§ **Instructions to follow**:
Rewrite all of the items below, putting "Output" wherever "Result" occurs and leaving everything else unchanged. Omit the pictures from your answer.

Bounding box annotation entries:

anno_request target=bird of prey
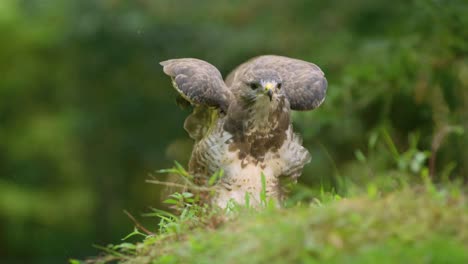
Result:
[160,55,327,207]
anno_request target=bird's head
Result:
[242,69,282,102]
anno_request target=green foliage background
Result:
[0,0,468,263]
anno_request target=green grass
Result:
[83,185,468,264]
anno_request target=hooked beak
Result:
[263,82,275,101]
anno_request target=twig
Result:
[124,210,154,236]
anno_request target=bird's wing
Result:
[226,55,328,110]
[160,58,231,111]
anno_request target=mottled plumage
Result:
[161,55,327,207]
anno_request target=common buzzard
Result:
[161,55,327,207]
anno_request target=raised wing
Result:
[226,55,328,110]
[160,58,231,112]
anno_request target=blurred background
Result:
[0,0,468,263]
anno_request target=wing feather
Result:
[160,58,231,111]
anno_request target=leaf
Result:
[122,227,146,240]
[260,172,266,205]
[163,199,179,204]
[354,149,367,163]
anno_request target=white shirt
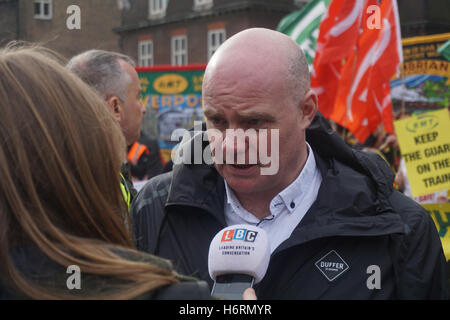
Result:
[225,143,322,252]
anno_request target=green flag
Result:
[277,0,331,66]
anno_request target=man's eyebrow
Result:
[203,109,223,118]
[238,111,276,121]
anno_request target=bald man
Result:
[131,28,448,299]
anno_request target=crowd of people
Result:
[0,28,448,300]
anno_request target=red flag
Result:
[312,0,402,142]
[311,0,363,117]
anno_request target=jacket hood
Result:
[166,112,407,241]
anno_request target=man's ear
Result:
[300,89,319,129]
[106,96,123,123]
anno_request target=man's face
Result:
[119,60,145,145]
[203,79,304,196]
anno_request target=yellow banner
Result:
[423,203,450,261]
[394,108,450,197]
[403,58,450,85]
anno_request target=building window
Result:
[138,40,153,67]
[34,0,53,20]
[194,0,213,10]
[172,36,188,66]
[148,0,167,19]
[208,29,226,60]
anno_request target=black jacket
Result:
[131,114,448,299]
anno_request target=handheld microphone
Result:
[208,225,270,300]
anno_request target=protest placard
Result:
[394,108,450,197]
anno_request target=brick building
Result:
[0,0,122,58]
[115,0,298,66]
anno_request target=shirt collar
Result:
[271,143,317,213]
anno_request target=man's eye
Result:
[248,119,261,126]
[211,118,223,125]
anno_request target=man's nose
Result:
[222,130,248,163]
[139,100,147,115]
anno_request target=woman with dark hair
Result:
[0,47,210,299]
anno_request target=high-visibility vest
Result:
[128,141,150,166]
[120,173,131,211]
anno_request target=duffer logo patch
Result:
[315,250,350,281]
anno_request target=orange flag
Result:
[312,0,402,142]
[311,0,364,117]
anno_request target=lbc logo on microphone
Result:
[221,229,258,242]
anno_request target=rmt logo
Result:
[221,229,258,242]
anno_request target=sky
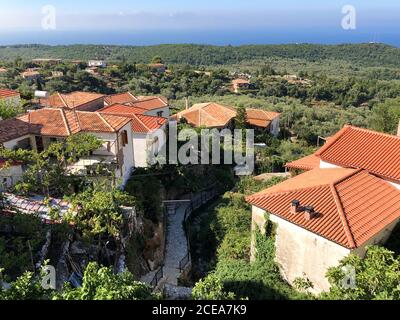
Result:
[0,0,400,46]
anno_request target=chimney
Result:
[397,120,400,137]
[304,207,315,221]
[290,200,300,214]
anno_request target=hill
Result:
[0,43,400,67]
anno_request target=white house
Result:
[0,108,134,184]
[247,126,400,293]
[99,104,168,167]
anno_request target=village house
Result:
[21,69,42,82]
[175,102,280,136]
[99,104,168,167]
[39,91,104,111]
[88,60,107,68]
[232,79,250,93]
[0,89,21,111]
[104,92,139,107]
[247,126,400,293]
[0,108,134,184]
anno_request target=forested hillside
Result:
[0,44,400,66]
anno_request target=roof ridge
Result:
[347,125,400,139]
[330,184,357,248]
[246,180,330,200]
[57,92,69,108]
[97,112,116,132]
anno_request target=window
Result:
[121,130,128,147]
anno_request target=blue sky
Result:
[0,0,400,44]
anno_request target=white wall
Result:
[253,206,350,293]
[0,166,23,190]
[270,117,280,137]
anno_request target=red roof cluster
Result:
[286,125,400,182]
[0,89,19,99]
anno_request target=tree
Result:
[321,246,400,300]
[151,56,164,63]
[192,273,236,300]
[371,98,400,134]
[53,262,158,300]
[235,105,248,129]
[0,100,25,120]
[64,185,136,239]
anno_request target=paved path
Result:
[141,190,216,299]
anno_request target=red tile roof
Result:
[315,126,400,181]
[0,108,131,142]
[127,97,168,111]
[246,108,280,128]
[285,154,321,170]
[247,168,400,249]
[98,104,148,115]
[40,91,104,109]
[99,104,167,133]
[0,89,19,99]
[104,92,138,105]
[286,125,400,182]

§ **Written solution**:
anno_request target=bird of prey
Output:
[160,55,327,207]
anno_request target=bird's head
Output:
[242,69,282,102]
anno_request target=green foliage background
Output:
[0,0,468,263]
anno_request target=green grass
Output:
[83,185,468,264]
anno_request target=hooked beak
Output:
[263,82,275,101]
anno_request target=twig
Output:
[124,210,154,236]
anno_request target=bird's wing
Output:
[226,55,328,110]
[160,58,231,111]
anno_request target=mottled plumage
Output:
[161,55,327,207]
anno_request target=common buzzard
Output:
[161,55,327,207]
anno_request target=raised wing
Output:
[226,55,328,110]
[160,58,231,112]
anno_request target=blurred background
Output:
[0,0,468,263]
anno_request target=wing feather
Output:
[160,58,231,111]
anno_request target=leaf
Output:
[122,227,146,240]
[260,172,266,205]
[163,199,179,204]
[354,149,367,163]
anno_request target=white shirt
Output:
[225,143,322,252]
anno_request target=green flag
Output:
[277,0,331,66]
anno_request target=man's eyebrow
Output:
[203,109,223,118]
[238,111,276,121]
anno_request target=bald man
Output:
[131,28,448,299]
anno_request target=crowd of people
Output:
[0,28,448,300]
anno_request target=red flag
Output:
[312,0,402,142]
[311,0,363,117]
anno_request target=jacket hood
Output:
[166,112,407,241]
anno_request target=man's ear
Output:
[300,89,319,129]
[106,96,123,123]
anno_request target=man's face
Output:
[119,60,145,145]
[203,79,304,196]
anno_request target=yellow banner
Output:
[423,203,450,261]
[394,108,450,197]
[403,58,450,85]
anno_request target=building window
Output:
[138,40,153,67]
[34,0,53,20]
[194,0,213,10]
[172,36,188,66]
[148,0,167,19]
[208,29,226,60]
anno_request target=black jacket
Output:
[131,114,448,299]
anno_request target=handheld microphone
Output:
[208,225,270,300]
anno_request target=protest placard
Output:
[394,108,450,197]
anno_request target=brick building
Output:
[0,0,122,58]
[115,0,298,66]
anno_request target=shirt collar
Output:
[271,143,317,213]
anno_request target=man's eye
Output:
[248,119,261,126]
[211,118,223,125]
anno_request target=man's nose
Output:
[222,130,248,163]
[139,100,147,115]
anno_request target=woman with dark hair
Output:
[0,47,210,299]
anno_request target=high-visibility vest
Output:
[128,141,150,166]
[120,173,131,211]
anno_request target=duffer logo patch
Output:
[315,250,350,281]
anno_request target=orange flag
Output:
[312,0,402,142]
[311,0,364,117]
anno_request target=lbc logo on microphone
Output:
[221,229,258,242]
anno_request target=rmt logo
Output:
[221,229,258,242]
anno_request target=sky
Output:
[0,0,400,46]
anno_request target=chimney
Output:
[397,120,400,137]
[304,207,315,221]
[290,200,300,214]
anno_request target=hill
Output:
[0,43,400,67]
anno_request target=white house
Output:
[0,108,134,184]
[247,126,400,293]
[99,104,168,167]
anno_request target=village house
Output:
[21,69,42,82]
[175,102,280,136]
[99,104,168,167]
[39,91,104,111]
[88,60,107,68]
[232,79,250,93]
[0,89,21,111]
[104,92,139,107]
[247,126,400,293]
[0,108,134,184]
anno_request target=forested hillside
Output:
[0,44,400,66]
anno_request target=roof ridge
Output:
[347,125,400,139]
[330,184,357,248]
[246,180,330,200]
[57,92,69,108]
[97,112,116,132]
anno_request target=window
Output:
[121,130,128,147]
anno_request target=blue sky
Output:
[0,0,400,44]
anno_request target=white wall
Output:
[253,206,350,293]
[0,166,23,190]
[270,117,280,137]
anno_request target=red roof cluster
Output:
[286,125,400,182]
[0,89,19,99]
anno_request target=tree
Output:
[321,246,400,300]
[151,56,164,63]
[192,273,236,300]
[371,98,400,134]
[53,262,158,300]
[235,105,248,129]
[0,100,25,120]
[64,185,136,239]
anno_request target=paved path
Output:
[141,190,216,299]
anno_request target=red tile roof
Output:
[315,126,400,181]
[0,108,131,142]
[127,97,168,111]
[246,108,280,128]
[285,154,321,170]
[247,168,400,249]
[98,104,148,115]
[40,91,104,109]
[99,104,167,133]
[0,89,19,99]
[104,92,138,105]
[286,125,400,182]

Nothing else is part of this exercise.